Text passage =
What a Library Means to a Woman

Edith Wharton and the Will to Collect Books

Sheila Liming

ISBN: 9781517907044

Publication date: April 28th, 2020

272 Pages

14

8 x 5

"A generous reassessment of Edith Wharton and materialized cultures. With this exceptional interpretation of the modern bookshelf, Sheila Liming offers page after page of unanticipated insight into gender and literary production. This is mandatory reading for those of us committed, like Wharton, to harboring ‘an ethos of collecting’—and for those of us, like this brave critic, committed to Wharton herself."—Scott Herring, Indiana University

"This imaginative, deeply learned study illuminates the role of libraries and books for Edith Wharton, but it also provides an important examination of what the art of collecting books in the late nineteenth century tells us about how women writers and readers created networks of intellectual labor and ambition. Lyrically written and brilliantly argued, Sheila Liming’s study is also an indispensable meditation on the act of collecting and the unseen worlds ordinary and extraordinary readers and writers created through it."—Stephanie Foote, author of The Parvenu’s Plot: Gender, Culture, and Class in the Age of Realism

 

"It makes sense that Liming would posit the meaning of libraries in general in a book about what a library means to a woman: the universalization of intellectual inheritance passes by necessity through women. Sheila Liming’s fascinating book proves her to be an exemplary heir."—Los Angeles Review of Books

 

"An enormously valuable addition to our understanding of one of the twentieth century’s most literary bibliophiles."—ALH Online Review

 


Examining the personal library and the making of self

When writer Edith Wharton died in 1937, without any children, her library of more than five thousand volumes was divided and subsequently sold. Decades later, it was reassembled and returned to The Mount, her historic Massachusetts estate. What a Library Means to a Woman examines personal libraries as technologies of self-creation in modern America, focusing on Wharton and her remarkable collection of books.

[Stored items]
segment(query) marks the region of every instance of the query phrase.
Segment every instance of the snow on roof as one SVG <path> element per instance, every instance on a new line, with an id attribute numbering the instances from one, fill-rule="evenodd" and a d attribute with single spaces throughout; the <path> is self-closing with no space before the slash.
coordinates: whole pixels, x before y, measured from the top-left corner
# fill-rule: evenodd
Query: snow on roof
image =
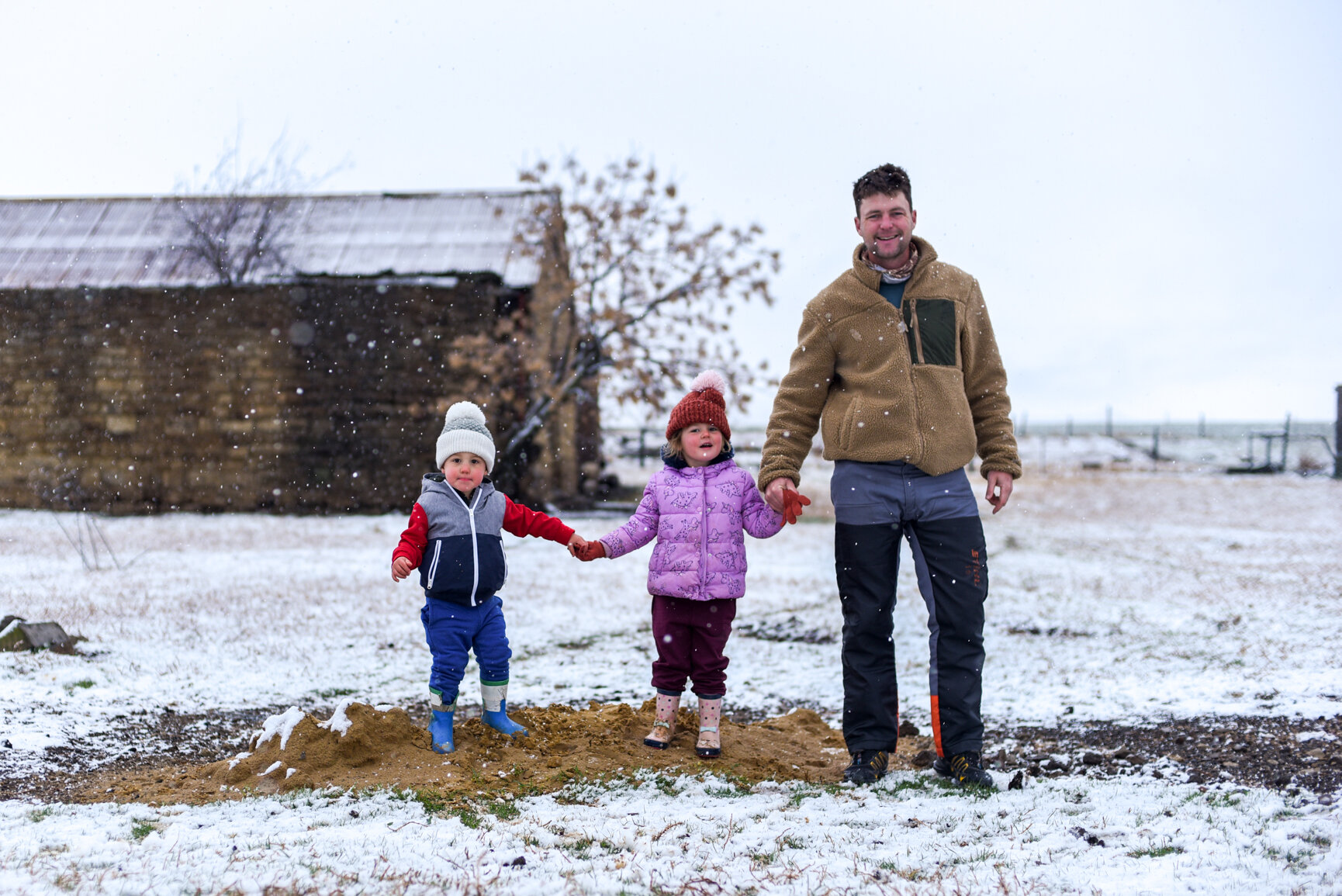
<path id="1" fill-rule="evenodd" d="M 258 205 L 263 199 L 255 197 Z M 539 267 L 514 235 L 553 197 L 511 190 L 285 200 L 286 260 L 297 275 L 494 272 L 525 287 L 535 284 Z M 180 248 L 189 239 L 180 203 L 166 196 L 0 200 L 0 288 L 212 286 L 212 272 Z"/>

What you need to do =
**a.** According to the Edith Wharton book description, how many volumes were in Wharton's library when she died?
**b.** Carry the Edith Wharton book description forward, picking up after its final sentence.

Answers to the exercise =
**a.** More than five thousand volumes.

**b.**
Sheila Liming explores the connection between libraries and self-making in late nineteenth- and early twentieth-century American culture, from the 1860s to the 1930s. She tells the story of Wharton’s library in concert with Wharton scholarship and treatises from this era concerning the wider fields of book history, material and print culture, and the histories (and pathologies) of collecting. Liming’s study blends literary and historical analysis while engaging with modern discussions about gender, inheritance, and hoarding. It offers a review of the many meanings of a library collection, while reading one specific collection in light of its owner’s literary celebrity.

What a Library Means to a Woman was born from Liming’s ongoing work digitizing the Wharton library collection. It ultimately argues for a multifaceted understanding of authorship by linking Wharton’s literary persona to her library, which was, as she saw it, the site of her self-making.  

Sheila Liming is assistant professor of English at the University of North Dakota. She has contributed to The Atlantic, the Los Angeles Review of Books, McSweeney’s, and the Chronicle Review.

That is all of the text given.